- Extracted information
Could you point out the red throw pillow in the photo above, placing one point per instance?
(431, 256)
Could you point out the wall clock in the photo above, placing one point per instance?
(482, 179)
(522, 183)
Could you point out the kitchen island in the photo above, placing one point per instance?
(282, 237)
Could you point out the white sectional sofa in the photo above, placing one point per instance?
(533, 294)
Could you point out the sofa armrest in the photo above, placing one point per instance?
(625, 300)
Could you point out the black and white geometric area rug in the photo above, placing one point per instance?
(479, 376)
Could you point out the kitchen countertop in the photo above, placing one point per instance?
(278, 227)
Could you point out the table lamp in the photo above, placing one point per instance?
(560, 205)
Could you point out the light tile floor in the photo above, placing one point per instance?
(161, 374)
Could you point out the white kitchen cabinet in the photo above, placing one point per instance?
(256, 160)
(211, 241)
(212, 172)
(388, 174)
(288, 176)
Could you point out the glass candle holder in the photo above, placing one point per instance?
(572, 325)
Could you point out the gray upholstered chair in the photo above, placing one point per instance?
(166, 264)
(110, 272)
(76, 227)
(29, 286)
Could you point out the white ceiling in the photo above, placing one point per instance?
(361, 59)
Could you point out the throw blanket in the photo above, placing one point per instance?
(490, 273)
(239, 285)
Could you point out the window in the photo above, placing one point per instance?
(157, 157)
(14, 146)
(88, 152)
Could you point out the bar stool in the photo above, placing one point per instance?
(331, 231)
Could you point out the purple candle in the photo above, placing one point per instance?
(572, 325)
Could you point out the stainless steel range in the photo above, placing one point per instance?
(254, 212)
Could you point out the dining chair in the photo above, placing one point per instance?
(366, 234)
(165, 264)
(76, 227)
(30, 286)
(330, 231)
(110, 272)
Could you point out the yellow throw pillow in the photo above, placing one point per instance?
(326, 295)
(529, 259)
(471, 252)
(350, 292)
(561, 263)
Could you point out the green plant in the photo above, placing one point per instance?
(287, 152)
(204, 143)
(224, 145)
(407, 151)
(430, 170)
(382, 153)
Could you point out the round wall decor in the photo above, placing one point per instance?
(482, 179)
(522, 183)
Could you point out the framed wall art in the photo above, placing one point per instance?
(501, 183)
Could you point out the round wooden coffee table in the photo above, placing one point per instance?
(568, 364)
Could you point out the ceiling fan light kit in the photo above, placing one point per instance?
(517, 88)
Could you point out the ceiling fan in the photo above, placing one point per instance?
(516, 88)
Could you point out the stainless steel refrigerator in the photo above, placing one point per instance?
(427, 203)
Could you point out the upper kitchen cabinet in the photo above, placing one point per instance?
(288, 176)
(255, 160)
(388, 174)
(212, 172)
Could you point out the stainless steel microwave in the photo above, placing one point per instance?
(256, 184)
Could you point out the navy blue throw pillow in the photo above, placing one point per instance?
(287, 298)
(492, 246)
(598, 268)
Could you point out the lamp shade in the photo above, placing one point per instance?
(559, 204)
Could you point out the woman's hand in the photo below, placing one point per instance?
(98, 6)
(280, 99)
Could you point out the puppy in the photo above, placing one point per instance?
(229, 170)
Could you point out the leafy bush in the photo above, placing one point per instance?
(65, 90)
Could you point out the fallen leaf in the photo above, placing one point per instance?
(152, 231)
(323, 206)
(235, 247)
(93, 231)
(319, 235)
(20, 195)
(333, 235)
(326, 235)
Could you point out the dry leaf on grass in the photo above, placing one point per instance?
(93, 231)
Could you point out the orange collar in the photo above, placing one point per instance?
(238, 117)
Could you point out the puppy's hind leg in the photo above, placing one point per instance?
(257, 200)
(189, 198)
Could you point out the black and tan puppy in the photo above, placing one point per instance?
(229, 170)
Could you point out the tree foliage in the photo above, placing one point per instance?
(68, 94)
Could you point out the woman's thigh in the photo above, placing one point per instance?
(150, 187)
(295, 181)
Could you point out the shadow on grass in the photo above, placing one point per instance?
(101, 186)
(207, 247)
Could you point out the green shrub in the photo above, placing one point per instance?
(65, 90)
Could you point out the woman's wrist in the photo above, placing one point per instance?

- Task objective
Output the full listing again with nothing altered.

- Expected answer
Could you point out the red throw pillow in the photo above, placing one point per instance?
(431, 256)
Could you point out the wall clock in the photo above, placing one point per instance?
(482, 179)
(522, 183)
Could you point out the kitchen island in the photo above, placing one point per instance?
(282, 237)
Could you point out the white sectional sofa in the photo above, placing one point per instance?
(533, 294)
Could you point out the sofa armrest in the photo above, placing one point per instance?
(625, 300)
Could you point out the black and white geometric area rug in the photo above, placing one point per instance?
(479, 376)
Could you point out the kitchen countertop in the photo above, placing one point per instance?
(278, 227)
Could you point out the table lamp in the photo above, placing one point per instance?
(560, 205)
Could you point out the light tile floor in the photo above, placing one point per instance?
(161, 374)
Could you point out the white kitchen cabinet in the photo above, placing one point per instance?
(256, 160)
(211, 241)
(212, 172)
(388, 174)
(288, 176)
Could you point out the glass candle holder in the photo above, placing one point per instance?
(572, 325)
Could you point out the gray upholstered chair in the photo above, placing one point per instance?
(166, 264)
(110, 272)
(76, 227)
(29, 286)
Could you point out the white ceiling in the photo above, placing one point per instance?
(361, 59)
Could you point out the throw blanket in the photo above, placing one point per instance?
(490, 273)
(239, 285)
Could you point out the window in the photo above, placing one point per instance?
(157, 157)
(14, 146)
(88, 152)
Could you point out the bar stool in the photo above, placing one point per instance?
(331, 231)
Could you point out the purple candle in the photo above, placing one point per instance?
(572, 325)
Could you point out the stainless steel range in the photo above, placing one point per instance?
(254, 212)
Could you point out the dining chair in the photo above, placing one point per instance?
(366, 234)
(165, 264)
(76, 227)
(30, 286)
(330, 231)
(110, 272)
Could you point out the yellow throw pillow in the photo above, placing one point per instance?
(326, 295)
(529, 259)
(471, 252)
(350, 292)
(561, 263)
Could you point out the green plant in the photo above, placing one point per instance?
(287, 152)
(204, 143)
(224, 145)
(407, 151)
(430, 170)
(382, 153)
Could you point out the round wall decor in the photo above, placing one point per instance?
(482, 179)
(522, 183)
Could you point out the framed wall art in the photo above, placing one point per instance?
(501, 183)
Could you point out the round wooden coffee table in the photo above, placing one point per instance?
(568, 364)
Could you point out the ceiling fan light kit in the photo above, placing one point per instance?
(517, 88)
Could you point out the ceiling fan in the photo above, placing one point per instance?
(516, 88)
Could you point out the stainless steel refrigerator in the photo above, placing one point per instance?
(427, 203)
Could you point out the upper kitchen cabinet in the photo above, placing one point per instance?
(288, 176)
(255, 160)
(388, 174)
(212, 172)
Could you point out the stainless steel microwave in the photo above, placing one point per instance?
(256, 184)
Could you point out the navy blue throw pillow in the photo above, placing one point per instance?
(287, 298)
(492, 246)
(598, 268)
Could you point out the lamp shade in the photo above, placing one point per instance?
(559, 204)
Could you point out the woman's hand in the photo below, placing one point per instance?
(98, 6)
(280, 99)
Could you point out the puppy in the photo above, placing one point per instance?
(229, 170)
Could you point out the leafy bush in the photo above, placing one point per instance?
(65, 90)
Could you point out the fallen leaf in the photo above, placing one point per instance?
(152, 231)
(323, 206)
(235, 247)
(93, 231)
(319, 235)
(20, 195)
(333, 235)
(326, 235)
Could you point out the dry leaf on grass in the photo above, placing one point per instance?
(93, 231)
Could you point out the orange collar in the photo above, placing one point per instance?
(238, 117)
Could you point out the puppy's hind leg in the photo above, placing one point per instance?
(257, 200)
(189, 198)
Could you point out the black and tan puppy in the photo above, placing one point per instance?
(229, 170)
Could you point out the tree foliage in the photo above, placing one point per instance?
(68, 94)
Could you point out the woman's thigh in the photo above, placing one point per instance?
(150, 187)
(295, 181)
Could you point out the shadow on grass in the photo above, placing one point per instance?
(101, 186)
(207, 247)
Could you point out the green shrub in the photo above, placing one point per instance?
(65, 90)
Could you point out the woman's wrist in the photo above, placing one point per instance?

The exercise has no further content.